Your instructions >>
Rewrite the listing below, switching every "single point" to "one point" and changing nothing else. Omit the pictures.

Listed entries >>
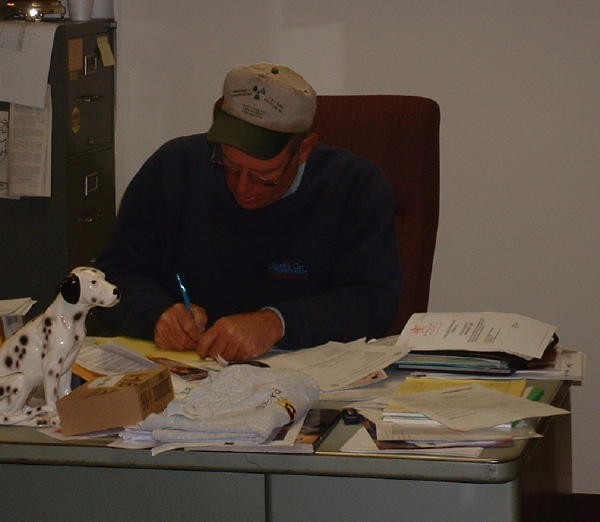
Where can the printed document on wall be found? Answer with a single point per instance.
(25, 51)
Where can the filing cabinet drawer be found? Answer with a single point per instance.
(90, 99)
(91, 205)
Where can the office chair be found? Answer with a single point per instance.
(401, 135)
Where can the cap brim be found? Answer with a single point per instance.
(255, 141)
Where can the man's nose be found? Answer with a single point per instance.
(243, 184)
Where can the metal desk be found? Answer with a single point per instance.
(41, 478)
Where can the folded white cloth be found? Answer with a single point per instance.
(239, 404)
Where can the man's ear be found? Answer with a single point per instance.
(70, 289)
(307, 145)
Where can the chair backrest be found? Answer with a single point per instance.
(401, 135)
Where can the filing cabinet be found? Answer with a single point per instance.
(41, 238)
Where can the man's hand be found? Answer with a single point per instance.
(178, 329)
(241, 337)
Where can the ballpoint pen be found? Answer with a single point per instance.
(187, 301)
(186, 297)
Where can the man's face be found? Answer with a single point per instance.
(256, 183)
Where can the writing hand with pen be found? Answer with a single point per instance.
(234, 338)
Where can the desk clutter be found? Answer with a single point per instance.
(174, 400)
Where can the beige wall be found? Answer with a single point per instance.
(518, 84)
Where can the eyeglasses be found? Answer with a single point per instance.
(231, 170)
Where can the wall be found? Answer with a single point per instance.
(518, 86)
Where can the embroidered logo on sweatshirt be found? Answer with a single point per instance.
(287, 270)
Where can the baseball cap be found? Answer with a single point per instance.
(264, 105)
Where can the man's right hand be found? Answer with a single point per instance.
(178, 329)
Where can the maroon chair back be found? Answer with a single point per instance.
(401, 135)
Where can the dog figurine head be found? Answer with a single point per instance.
(88, 287)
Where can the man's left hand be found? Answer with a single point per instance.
(241, 337)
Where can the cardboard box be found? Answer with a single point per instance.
(115, 401)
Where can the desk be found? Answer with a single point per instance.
(42, 479)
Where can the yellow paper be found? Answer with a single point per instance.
(514, 387)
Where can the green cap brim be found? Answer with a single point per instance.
(255, 141)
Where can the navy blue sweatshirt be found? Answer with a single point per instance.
(325, 256)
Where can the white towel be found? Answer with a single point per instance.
(239, 404)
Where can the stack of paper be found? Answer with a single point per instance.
(429, 413)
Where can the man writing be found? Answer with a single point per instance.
(281, 241)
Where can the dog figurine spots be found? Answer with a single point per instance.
(42, 352)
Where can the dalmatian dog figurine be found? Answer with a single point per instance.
(42, 352)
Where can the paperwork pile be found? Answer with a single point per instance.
(487, 343)
(428, 413)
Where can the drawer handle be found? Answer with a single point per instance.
(89, 98)
(90, 219)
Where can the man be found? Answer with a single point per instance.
(279, 240)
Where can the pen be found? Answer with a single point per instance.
(186, 297)
(187, 301)
(535, 394)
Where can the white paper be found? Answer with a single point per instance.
(338, 366)
(3, 154)
(361, 442)
(481, 331)
(25, 51)
(474, 407)
(30, 149)
(111, 359)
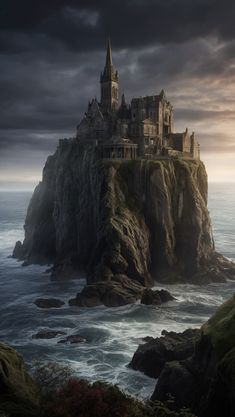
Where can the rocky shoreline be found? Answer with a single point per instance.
(195, 368)
(139, 221)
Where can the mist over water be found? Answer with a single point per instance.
(112, 334)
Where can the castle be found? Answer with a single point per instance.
(143, 128)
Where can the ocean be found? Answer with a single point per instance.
(112, 334)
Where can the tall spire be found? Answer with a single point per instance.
(109, 61)
(109, 83)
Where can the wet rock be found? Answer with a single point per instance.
(151, 357)
(116, 293)
(205, 381)
(18, 251)
(157, 297)
(48, 303)
(48, 334)
(132, 218)
(72, 339)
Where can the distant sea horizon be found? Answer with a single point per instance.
(112, 334)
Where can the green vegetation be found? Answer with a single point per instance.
(221, 328)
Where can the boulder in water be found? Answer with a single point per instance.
(48, 303)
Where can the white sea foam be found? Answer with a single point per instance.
(112, 334)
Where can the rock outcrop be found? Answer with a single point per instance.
(19, 395)
(152, 356)
(157, 297)
(145, 219)
(197, 371)
(118, 292)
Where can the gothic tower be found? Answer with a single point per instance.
(109, 84)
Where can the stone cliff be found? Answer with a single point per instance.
(138, 219)
(195, 368)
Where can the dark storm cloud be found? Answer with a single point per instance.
(82, 24)
(52, 52)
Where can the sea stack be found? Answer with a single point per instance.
(125, 200)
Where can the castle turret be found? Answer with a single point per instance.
(109, 84)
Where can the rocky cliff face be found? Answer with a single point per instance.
(204, 380)
(142, 219)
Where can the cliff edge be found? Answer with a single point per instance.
(139, 219)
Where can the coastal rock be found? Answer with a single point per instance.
(205, 382)
(146, 219)
(48, 334)
(18, 391)
(152, 356)
(48, 303)
(72, 339)
(116, 293)
(157, 297)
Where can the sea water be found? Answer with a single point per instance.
(112, 334)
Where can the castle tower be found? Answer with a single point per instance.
(109, 84)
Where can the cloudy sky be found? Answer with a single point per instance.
(52, 53)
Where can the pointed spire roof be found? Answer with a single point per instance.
(110, 72)
(123, 100)
(109, 60)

Answer for the task >>
Where can the printed document on wall be found? Answer with a one point per instance.
(25, 51)
Where can the filing cabinet drawer be found? Answer with a one point per instance.
(90, 99)
(91, 205)
Where can the office chair be found? Answer with a one point per instance.
(401, 135)
Where can the cap brim be found? Answer with a one point per instance.
(255, 141)
Where can the man's nose be found? Answer with a one point per instance.
(243, 184)
Where can the metal desk be found? Answer with a one point per instance.
(41, 478)
Where can the folded white cloth be found? Answer with a one point per instance.
(239, 404)
Where can the man's ear be found? Answer with a one point per instance.
(70, 289)
(307, 145)
Where can the chair backrest be found? Answer with a one point per instance.
(401, 135)
Where can the filing cabinet be found? Answer with a one point per instance.
(41, 238)
Where can the man's hand be found? Answer with a one point per instance.
(178, 329)
(241, 337)
Where can the ballpoint pen be found? Answer with a one point per instance.
(187, 301)
(186, 297)
Where can the man's face be found? Answer with a one point per instance.
(256, 183)
Where can the writing hand with pen be found? Answer with a one point per instance.
(234, 338)
Where can the desk clutter be found? Answer with a one point per instance.
(174, 400)
Where can the beige wall be found? Answer with a one point per instance.
(518, 84)
Where can the eyeglasses be found? Answer with a one point per instance.
(231, 170)
Where can the wall be found? Answer with a one point per instance.
(518, 86)
Where can the embroidered logo on sweatshirt be found? Answer with a one point per instance.
(287, 270)
Where can the baseball cap be found? Answer with a one point per instance.
(264, 105)
Where can the man's right hand be found? Answer with a one point per instance.
(178, 329)
Where can the maroon chair back be found? Answer with a one point per instance.
(401, 135)
Where can the dog figurine head be found? Answer with a one point per instance.
(88, 287)
Where can the man's left hand be found? Answer with a one point per instance.
(241, 337)
Where can the cardboard box be found? Answer with a one point per instance.
(115, 401)
Where can the desk be found? Answer with a one point per instance.
(42, 479)
Where can the yellow paper be found? Answer with a one point per instance.
(514, 387)
Where can the green cap brim be found? Answer with a one point per instance.
(255, 141)
Where can the navy blue sweatshirt be found? Answer with a one point per instance.
(325, 256)
Where can the white towel be found? Answer with a one point per instance.
(239, 404)
Where can the stack of paper be found? Answer with a one point per instance.
(429, 413)
Where can the man writing be found? Answer with a one point per instance.
(281, 241)
Where can the dog figurine spots be found? Answer with a one point per instance.
(42, 352)
Where can the dalmatian dog figurine be found? Answer with a one point per instance.
(42, 352)
Where can the paperwork pile be found? Answer with a one point per instance.
(487, 343)
(428, 413)
Where can the drawer handle be found? Answer with a one point per instance.
(89, 98)
(90, 219)
Where can the man be found? Answer with a one point per instance.
(279, 240)
Where can the pen be found? Answer with a one point per instance.
(186, 297)
(187, 301)
(535, 394)
Where can the white paper be found? Answer with a one point per instance.
(338, 366)
(3, 154)
(361, 442)
(481, 331)
(25, 51)
(474, 407)
(30, 149)
(111, 359)
Where can the rocky shoreline be found? Answer with a one point per instance.
(195, 368)
(139, 221)
Where can the mist over water be found? Answer with a one point per instance.
(112, 334)
Where can the castle be found? Answer with a one point per instance.
(143, 128)
Where can the ocean be found? Answer with a one point per instance.
(112, 334)
Where can the tall spire be found? Answer with a one point per instance.
(109, 61)
(109, 83)
Where can the wet rock be found? Answer with a one point per instance.
(151, 357)
(116, 293)
(205, 381)
(18, 251)
(157, 297)
(48, 303)
(48, 334)
(132, 218)
(72, 339)
Where can the distant sea horizon be found? Answer with a one point per instance.
(112, 334)
Where can the green vegetation be found? Answer with a one point per instance.
(221, 328)
Where can the boulder in water be found? Answer with a one point per instance.
(48, 303)
Where can the white sea foam be found? Answer with a one point per instance.
(112, 334)
Where can the rock outcrop be found? Answer with a one point per instance.
(19, 395)
(152, 356)
(157, 297)
(145, 219)
(197, 371)
(118, 292)
Where can the gothic tower be found? Answer with a one point per instance.
(109, 84)
Where can the stone cliff be found? Answer with a one point per instance.
(138, 219)
(195, 368)
Where can the dark storm cloud be found? Answer with a one point per instance.
(82, 24)
(52, 52)
Where can the sea stack be found? Answer with a one point per instance.
(125, 200)
Where can the castle turret be found? Answer with a one point per instance.
(109, 84)
Where can the rocky cliff face be found? Answer with a one point per instance.
(204, 380)
(142, 219)
Where can the cliff edge be found? Answer with a one point per instance.
(139, 219)
Where can the coastal rock be found? Answer with a one point per instance.
(205, 382)
(146, 219)
(48, 334)
(18, 391)
(152, 356)
(48, 303)
(72, 339)
(116, 293)
(157, 297)
Where can the sea water be found? Answer with a one point per instance.
(112, 334)
Where can the castle tower be found? Answer with a one point per instance.
(109, 84)
Where can the cloudy sky be found? Answer with a one point per instance.
(52, 53)
Where can the pointed spire roof be found? Answer with a one point per instance.
(110, 72)
(123, 100)
(109, 60)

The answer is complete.